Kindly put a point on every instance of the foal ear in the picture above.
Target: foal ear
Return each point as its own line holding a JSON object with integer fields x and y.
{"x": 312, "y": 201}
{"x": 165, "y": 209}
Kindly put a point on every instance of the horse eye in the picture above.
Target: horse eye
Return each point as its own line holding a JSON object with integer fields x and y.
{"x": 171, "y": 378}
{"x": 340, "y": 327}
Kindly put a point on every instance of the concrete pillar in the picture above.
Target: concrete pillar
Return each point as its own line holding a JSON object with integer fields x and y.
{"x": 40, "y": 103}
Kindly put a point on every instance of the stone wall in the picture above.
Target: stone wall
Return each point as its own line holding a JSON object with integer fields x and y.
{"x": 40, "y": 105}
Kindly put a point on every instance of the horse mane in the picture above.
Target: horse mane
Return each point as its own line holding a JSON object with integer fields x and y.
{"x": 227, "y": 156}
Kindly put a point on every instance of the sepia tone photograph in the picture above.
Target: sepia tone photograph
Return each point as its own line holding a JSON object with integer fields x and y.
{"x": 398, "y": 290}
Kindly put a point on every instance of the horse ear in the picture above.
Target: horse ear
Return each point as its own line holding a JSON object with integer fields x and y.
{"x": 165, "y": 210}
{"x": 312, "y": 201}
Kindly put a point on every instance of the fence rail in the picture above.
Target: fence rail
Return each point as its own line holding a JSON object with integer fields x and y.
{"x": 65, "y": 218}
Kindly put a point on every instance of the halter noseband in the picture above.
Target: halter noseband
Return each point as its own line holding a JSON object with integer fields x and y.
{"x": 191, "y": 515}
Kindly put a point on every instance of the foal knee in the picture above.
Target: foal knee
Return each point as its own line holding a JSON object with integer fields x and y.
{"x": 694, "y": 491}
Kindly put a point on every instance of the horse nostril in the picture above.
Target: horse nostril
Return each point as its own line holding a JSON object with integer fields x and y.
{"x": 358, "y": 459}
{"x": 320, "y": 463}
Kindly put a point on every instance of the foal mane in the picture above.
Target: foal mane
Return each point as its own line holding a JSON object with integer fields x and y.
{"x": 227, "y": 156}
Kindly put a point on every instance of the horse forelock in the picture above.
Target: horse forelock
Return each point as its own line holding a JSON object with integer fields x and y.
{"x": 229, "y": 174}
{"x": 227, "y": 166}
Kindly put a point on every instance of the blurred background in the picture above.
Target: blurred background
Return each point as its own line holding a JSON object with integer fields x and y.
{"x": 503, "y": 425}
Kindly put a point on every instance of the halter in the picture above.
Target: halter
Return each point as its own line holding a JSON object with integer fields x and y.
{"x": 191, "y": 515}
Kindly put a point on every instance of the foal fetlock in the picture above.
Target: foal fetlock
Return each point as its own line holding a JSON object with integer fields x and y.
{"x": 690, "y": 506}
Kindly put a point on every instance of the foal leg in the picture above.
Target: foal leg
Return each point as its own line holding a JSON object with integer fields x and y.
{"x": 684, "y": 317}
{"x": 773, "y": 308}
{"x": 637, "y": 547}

* * *

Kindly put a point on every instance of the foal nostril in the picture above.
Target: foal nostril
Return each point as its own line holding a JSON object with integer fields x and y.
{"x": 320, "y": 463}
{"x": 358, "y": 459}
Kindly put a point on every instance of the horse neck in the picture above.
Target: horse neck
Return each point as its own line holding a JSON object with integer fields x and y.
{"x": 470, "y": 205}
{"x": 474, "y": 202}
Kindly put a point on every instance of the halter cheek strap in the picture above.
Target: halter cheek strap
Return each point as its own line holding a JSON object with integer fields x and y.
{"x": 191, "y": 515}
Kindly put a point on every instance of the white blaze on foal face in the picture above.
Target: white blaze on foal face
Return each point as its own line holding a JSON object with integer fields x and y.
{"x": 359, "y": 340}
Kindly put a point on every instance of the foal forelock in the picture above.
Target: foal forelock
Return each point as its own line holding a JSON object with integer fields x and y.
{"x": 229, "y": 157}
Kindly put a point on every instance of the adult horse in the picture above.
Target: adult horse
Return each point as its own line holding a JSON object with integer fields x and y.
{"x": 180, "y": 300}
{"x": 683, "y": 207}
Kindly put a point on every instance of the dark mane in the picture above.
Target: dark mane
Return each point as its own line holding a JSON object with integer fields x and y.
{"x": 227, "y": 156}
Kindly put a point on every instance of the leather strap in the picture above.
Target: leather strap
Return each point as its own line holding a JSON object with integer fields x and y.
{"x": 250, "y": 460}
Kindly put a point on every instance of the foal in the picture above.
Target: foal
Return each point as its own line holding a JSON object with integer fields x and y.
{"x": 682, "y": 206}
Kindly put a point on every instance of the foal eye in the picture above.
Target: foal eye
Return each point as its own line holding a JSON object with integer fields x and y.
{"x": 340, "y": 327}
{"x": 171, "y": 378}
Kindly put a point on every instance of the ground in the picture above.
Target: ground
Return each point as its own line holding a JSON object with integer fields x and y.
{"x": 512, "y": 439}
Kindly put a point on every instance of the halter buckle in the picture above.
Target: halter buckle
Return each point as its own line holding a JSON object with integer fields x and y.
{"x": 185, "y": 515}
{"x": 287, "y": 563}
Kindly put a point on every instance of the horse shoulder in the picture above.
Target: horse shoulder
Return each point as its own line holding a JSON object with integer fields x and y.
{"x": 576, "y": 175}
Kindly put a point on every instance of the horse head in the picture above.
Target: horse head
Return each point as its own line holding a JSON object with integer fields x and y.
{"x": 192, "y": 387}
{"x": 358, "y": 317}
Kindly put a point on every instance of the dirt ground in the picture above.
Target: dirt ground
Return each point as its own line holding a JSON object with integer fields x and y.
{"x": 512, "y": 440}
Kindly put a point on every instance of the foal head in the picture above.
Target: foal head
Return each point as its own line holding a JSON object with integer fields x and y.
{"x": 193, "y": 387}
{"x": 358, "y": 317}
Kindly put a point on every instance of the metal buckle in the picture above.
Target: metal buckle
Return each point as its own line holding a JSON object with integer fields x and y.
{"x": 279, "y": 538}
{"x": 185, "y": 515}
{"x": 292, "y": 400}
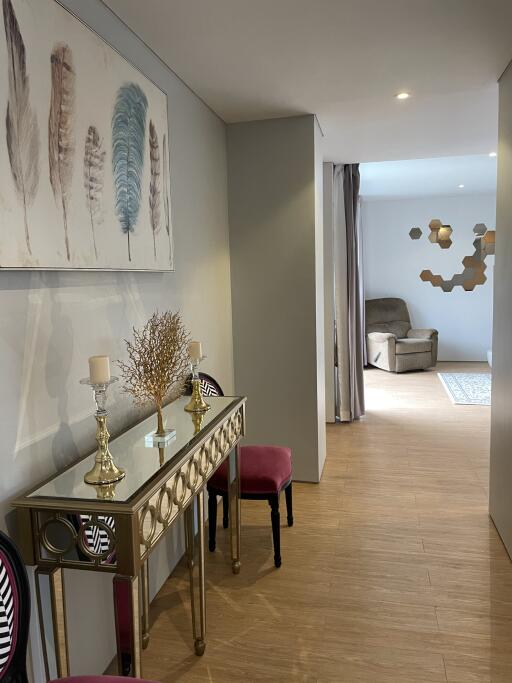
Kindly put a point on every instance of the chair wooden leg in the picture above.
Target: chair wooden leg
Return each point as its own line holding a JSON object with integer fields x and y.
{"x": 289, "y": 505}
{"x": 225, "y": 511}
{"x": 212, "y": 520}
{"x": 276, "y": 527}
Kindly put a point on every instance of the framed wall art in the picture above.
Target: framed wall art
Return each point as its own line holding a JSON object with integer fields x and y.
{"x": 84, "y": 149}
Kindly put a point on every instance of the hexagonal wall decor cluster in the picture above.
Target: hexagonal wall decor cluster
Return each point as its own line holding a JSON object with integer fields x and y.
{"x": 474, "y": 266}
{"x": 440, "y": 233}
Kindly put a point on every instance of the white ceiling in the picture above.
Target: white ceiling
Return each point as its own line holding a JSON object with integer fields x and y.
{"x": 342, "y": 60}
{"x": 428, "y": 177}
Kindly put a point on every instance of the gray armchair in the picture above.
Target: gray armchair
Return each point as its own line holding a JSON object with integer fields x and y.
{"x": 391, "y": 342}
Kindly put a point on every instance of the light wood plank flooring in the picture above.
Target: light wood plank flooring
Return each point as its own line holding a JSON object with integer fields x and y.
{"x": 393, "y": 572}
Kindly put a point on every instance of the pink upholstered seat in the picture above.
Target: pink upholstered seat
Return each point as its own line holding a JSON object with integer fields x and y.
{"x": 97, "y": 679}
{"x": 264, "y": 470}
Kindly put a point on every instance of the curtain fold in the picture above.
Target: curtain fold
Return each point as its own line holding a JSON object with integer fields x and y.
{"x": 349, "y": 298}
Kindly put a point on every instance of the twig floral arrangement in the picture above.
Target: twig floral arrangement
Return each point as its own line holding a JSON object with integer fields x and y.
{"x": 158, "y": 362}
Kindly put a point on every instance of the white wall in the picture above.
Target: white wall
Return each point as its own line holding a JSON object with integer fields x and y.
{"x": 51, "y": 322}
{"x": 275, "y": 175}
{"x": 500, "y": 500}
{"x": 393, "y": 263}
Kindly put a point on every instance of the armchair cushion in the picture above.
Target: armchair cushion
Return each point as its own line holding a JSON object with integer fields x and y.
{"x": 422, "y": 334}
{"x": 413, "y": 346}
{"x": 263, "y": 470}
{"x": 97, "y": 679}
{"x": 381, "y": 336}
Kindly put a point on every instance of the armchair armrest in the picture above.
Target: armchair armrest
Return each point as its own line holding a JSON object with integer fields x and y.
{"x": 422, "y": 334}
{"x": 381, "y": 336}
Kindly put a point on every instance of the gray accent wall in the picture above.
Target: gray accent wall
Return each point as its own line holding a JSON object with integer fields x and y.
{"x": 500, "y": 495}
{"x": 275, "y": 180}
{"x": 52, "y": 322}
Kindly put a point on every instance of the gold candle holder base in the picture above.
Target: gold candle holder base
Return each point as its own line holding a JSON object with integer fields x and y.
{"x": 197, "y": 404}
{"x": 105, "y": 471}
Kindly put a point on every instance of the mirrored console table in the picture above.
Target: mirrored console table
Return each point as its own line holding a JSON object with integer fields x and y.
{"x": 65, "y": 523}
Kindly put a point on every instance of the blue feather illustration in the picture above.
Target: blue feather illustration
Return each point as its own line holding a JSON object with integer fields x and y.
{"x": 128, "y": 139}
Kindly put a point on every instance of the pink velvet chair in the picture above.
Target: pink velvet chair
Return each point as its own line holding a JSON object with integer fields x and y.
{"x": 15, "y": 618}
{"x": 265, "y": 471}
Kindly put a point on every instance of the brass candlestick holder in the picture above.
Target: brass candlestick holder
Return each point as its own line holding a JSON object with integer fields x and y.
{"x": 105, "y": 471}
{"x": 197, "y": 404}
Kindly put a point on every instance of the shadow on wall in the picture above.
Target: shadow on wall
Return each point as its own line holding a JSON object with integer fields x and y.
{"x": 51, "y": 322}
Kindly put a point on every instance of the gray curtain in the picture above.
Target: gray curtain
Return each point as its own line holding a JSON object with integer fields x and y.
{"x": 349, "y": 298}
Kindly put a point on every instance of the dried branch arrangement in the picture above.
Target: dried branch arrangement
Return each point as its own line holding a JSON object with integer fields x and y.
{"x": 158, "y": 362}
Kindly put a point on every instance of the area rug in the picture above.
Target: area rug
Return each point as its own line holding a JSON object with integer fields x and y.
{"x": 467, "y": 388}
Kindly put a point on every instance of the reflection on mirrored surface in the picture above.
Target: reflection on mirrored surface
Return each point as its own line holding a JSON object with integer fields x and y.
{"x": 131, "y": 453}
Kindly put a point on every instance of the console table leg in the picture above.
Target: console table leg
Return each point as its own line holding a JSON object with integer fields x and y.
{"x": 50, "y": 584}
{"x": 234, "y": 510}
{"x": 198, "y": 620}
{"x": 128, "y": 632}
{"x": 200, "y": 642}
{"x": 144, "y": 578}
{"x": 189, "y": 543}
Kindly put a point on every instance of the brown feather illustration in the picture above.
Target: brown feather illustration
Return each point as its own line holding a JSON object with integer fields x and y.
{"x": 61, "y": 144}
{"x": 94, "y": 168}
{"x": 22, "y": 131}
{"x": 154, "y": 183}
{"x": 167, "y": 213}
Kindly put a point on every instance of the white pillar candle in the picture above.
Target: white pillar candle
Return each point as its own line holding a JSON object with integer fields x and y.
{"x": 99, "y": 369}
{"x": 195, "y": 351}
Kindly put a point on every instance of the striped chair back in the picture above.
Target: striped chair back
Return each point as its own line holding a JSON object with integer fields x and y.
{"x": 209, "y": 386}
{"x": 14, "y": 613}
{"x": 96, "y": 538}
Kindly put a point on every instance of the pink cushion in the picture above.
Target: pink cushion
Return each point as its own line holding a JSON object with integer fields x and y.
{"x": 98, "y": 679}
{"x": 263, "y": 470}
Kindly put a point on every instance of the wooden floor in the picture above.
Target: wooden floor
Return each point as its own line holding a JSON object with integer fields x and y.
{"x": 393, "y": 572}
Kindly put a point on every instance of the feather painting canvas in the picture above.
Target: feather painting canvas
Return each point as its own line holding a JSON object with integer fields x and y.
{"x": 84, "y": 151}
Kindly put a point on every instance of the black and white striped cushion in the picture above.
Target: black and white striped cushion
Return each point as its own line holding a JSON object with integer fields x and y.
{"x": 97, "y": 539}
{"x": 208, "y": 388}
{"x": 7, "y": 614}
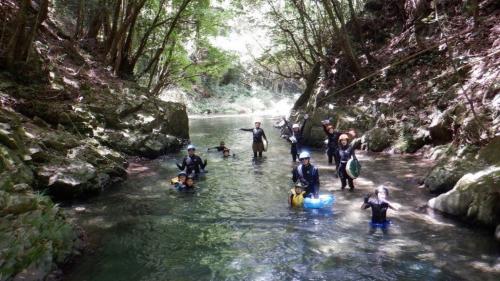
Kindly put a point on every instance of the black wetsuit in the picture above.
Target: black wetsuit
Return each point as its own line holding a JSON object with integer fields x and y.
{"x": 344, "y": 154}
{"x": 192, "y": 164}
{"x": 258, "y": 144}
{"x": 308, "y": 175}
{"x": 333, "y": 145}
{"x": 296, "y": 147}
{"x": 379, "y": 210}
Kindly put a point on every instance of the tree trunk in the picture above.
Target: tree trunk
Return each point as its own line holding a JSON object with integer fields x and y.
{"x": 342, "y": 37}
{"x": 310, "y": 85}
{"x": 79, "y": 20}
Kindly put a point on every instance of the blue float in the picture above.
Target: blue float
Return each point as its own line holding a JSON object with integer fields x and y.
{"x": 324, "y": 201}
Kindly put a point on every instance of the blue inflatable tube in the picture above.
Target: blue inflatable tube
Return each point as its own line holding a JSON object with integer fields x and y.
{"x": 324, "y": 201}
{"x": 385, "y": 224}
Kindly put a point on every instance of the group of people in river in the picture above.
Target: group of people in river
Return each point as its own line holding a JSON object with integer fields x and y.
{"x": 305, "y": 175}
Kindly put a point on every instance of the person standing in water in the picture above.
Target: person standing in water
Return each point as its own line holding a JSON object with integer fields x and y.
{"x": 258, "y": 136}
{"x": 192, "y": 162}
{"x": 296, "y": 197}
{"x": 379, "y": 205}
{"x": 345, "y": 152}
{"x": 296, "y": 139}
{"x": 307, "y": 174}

---

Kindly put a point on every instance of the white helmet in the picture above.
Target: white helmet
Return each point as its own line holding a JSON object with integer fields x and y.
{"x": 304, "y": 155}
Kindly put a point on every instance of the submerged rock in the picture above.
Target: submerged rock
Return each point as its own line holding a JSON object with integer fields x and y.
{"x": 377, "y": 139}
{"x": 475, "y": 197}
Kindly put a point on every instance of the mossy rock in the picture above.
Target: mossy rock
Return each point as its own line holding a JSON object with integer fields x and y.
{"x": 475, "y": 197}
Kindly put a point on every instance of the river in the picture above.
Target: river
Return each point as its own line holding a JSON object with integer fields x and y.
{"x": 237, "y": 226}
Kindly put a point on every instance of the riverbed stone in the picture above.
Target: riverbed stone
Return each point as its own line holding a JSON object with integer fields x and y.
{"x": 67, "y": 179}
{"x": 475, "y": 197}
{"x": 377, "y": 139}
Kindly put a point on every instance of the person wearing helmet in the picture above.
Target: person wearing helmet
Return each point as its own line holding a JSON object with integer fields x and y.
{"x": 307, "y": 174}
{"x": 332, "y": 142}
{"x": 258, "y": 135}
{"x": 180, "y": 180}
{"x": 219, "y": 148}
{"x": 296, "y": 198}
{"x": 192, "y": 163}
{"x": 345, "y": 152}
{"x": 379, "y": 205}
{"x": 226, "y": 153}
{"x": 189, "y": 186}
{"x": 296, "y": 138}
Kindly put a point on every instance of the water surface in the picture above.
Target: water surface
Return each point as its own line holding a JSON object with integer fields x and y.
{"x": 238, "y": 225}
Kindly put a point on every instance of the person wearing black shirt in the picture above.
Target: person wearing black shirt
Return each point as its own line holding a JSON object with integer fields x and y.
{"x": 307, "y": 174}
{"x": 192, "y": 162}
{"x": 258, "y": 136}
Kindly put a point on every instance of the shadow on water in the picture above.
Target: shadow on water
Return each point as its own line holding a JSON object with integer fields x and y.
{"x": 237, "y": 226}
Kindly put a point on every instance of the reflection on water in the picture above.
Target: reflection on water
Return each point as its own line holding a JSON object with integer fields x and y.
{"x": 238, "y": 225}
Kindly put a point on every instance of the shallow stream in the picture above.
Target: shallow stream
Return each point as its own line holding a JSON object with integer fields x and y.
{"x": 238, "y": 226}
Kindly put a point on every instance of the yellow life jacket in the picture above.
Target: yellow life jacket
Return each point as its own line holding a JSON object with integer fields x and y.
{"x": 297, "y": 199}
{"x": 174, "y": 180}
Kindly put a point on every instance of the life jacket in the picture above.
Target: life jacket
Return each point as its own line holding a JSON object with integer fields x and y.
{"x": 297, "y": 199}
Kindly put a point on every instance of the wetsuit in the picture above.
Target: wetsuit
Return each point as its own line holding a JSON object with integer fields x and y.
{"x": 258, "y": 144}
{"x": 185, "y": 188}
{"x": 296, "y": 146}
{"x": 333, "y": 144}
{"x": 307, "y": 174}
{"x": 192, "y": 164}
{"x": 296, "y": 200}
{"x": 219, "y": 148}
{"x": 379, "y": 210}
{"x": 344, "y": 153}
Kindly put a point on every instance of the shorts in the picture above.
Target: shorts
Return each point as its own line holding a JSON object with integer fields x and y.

**TO DO**
Go through the entries above and copy each line holding the string "decor".

**EXERCISE OUTPUT**
Kindly put a point on every instance of the hexagonal wall decor cluster in the picture above.
Target: hexagonal wall decor cluster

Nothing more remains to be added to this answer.